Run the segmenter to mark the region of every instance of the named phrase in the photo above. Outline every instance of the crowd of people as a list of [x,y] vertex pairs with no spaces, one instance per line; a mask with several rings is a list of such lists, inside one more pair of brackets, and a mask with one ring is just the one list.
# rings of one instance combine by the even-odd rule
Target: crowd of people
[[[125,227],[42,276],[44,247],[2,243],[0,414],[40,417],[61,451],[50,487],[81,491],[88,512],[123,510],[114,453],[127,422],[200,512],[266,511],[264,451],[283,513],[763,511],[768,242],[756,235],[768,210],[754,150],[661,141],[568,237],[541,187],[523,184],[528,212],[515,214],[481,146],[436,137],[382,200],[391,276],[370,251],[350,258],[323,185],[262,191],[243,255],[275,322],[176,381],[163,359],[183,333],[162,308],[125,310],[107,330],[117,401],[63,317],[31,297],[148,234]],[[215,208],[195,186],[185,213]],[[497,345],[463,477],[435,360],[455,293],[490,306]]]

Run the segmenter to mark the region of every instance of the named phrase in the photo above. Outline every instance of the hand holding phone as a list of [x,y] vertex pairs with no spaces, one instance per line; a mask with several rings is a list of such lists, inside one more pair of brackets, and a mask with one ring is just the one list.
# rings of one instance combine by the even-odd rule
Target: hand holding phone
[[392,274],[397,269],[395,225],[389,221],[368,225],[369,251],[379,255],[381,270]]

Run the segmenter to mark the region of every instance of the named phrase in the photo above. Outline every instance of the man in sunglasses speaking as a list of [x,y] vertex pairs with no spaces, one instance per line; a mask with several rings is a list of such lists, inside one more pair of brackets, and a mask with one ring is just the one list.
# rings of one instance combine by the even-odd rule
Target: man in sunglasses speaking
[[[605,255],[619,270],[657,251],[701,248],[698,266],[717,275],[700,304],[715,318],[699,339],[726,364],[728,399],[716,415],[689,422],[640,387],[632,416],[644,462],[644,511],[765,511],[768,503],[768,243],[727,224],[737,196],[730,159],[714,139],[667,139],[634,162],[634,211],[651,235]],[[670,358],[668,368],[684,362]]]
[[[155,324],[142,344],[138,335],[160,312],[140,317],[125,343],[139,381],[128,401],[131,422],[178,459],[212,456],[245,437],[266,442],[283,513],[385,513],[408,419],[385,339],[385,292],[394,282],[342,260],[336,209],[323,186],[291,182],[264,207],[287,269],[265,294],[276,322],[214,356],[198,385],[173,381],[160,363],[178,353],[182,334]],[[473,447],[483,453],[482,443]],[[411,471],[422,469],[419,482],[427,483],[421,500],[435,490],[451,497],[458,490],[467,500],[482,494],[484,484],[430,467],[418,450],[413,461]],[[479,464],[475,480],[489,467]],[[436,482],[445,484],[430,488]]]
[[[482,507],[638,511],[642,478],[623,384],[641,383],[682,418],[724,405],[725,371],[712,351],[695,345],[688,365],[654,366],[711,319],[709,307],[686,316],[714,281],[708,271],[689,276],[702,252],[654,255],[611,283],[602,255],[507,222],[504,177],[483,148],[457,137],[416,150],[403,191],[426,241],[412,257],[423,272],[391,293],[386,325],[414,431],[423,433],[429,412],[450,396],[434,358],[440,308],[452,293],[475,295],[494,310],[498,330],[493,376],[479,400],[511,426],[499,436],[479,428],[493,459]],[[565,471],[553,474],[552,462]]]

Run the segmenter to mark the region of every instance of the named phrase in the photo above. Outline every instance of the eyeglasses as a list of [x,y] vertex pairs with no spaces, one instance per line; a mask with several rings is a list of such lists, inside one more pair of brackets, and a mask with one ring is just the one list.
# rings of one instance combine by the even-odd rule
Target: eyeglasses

______

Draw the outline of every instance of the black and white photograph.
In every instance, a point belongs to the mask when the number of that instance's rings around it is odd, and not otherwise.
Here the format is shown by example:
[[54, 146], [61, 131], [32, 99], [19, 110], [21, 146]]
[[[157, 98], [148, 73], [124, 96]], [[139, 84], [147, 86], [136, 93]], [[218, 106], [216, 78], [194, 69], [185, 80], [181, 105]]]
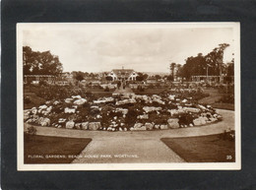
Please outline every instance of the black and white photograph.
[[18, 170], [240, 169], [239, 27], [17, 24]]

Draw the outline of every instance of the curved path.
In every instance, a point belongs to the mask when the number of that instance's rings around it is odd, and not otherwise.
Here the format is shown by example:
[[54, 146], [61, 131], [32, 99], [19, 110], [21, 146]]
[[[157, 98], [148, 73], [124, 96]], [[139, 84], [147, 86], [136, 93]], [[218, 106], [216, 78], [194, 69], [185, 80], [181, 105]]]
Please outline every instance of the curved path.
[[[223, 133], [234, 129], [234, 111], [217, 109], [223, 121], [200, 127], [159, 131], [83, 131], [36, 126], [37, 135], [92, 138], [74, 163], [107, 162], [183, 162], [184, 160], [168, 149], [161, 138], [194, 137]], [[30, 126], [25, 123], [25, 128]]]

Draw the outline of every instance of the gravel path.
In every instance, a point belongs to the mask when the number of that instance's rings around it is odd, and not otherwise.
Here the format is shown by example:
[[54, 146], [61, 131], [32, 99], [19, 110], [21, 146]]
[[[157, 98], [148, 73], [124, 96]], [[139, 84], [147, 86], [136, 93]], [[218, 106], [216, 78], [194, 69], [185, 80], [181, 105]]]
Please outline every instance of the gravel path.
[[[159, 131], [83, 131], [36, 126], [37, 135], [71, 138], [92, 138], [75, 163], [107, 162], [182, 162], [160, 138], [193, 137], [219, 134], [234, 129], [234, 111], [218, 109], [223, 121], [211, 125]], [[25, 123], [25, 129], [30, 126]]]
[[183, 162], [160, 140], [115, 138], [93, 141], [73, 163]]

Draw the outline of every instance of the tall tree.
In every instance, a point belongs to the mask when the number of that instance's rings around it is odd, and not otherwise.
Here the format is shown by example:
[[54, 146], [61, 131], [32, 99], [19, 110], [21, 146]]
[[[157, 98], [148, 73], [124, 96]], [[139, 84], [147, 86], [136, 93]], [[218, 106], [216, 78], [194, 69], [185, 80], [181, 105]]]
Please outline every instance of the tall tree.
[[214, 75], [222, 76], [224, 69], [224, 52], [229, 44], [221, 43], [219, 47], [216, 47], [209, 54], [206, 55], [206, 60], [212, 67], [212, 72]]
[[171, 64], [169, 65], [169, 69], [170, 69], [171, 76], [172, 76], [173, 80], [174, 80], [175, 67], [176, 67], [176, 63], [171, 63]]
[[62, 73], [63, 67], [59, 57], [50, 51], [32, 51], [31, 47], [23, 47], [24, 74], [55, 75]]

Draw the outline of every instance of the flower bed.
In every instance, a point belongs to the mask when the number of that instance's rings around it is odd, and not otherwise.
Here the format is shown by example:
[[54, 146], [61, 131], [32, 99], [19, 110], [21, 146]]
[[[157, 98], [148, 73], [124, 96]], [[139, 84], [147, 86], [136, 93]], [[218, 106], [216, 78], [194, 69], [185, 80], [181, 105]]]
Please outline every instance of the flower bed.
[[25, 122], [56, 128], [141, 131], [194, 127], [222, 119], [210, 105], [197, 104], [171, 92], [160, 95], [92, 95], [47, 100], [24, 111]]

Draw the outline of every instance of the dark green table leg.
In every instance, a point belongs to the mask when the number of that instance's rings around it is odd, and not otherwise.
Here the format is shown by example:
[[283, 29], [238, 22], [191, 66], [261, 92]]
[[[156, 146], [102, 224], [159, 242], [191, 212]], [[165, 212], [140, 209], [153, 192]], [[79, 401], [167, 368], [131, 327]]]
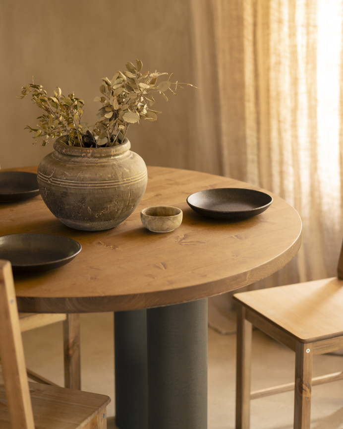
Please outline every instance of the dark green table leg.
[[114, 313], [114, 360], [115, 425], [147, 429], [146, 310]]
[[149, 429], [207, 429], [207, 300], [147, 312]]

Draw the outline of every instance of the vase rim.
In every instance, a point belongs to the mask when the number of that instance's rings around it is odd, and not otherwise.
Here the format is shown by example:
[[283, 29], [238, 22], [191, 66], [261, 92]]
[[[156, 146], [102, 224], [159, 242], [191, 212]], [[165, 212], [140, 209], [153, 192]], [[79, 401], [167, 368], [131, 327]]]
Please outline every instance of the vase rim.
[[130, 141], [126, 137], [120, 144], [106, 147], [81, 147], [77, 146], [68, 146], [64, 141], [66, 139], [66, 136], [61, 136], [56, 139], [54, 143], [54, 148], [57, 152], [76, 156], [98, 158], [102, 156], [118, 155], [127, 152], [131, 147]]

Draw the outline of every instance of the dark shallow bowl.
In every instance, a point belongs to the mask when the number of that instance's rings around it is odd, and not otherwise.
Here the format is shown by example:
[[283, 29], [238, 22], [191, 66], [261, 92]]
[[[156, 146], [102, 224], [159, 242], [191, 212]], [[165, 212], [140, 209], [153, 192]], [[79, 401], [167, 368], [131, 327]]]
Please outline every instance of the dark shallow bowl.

______

## EXERCISE AIM
Retype everything from the line containing "Draw the outline of every instance of the dark green" down to the line containing "[[149, 429], [207, 429], [207, 300], [147, 312]]", with both of those lines included, exactly as they appear, and leave out the pictures.

## COMPLETE OUTPUT
Draw the outline of every instance of the dark green table leg.
In every instance, a point belongs to the mask when the number of that instance's rings around it is odd, and not otherwise.
Here the format is shown by example:
[[283, 29], [238, 22], [191, 66], [261, 92]]
[[[156, 146], [102, 224], [159, 242], [191, 212]], [[165, 212], [140, 209], [153, 192]], [[79, 401], [167, 368], [131, 327]]]
Please outline every instance of the dark green table leg.
[[114, 313], [114, 360], [115, 425], [147, 429], [146, 310]]
[[149, 429], [207, 429], [207, 300], [147, 312]]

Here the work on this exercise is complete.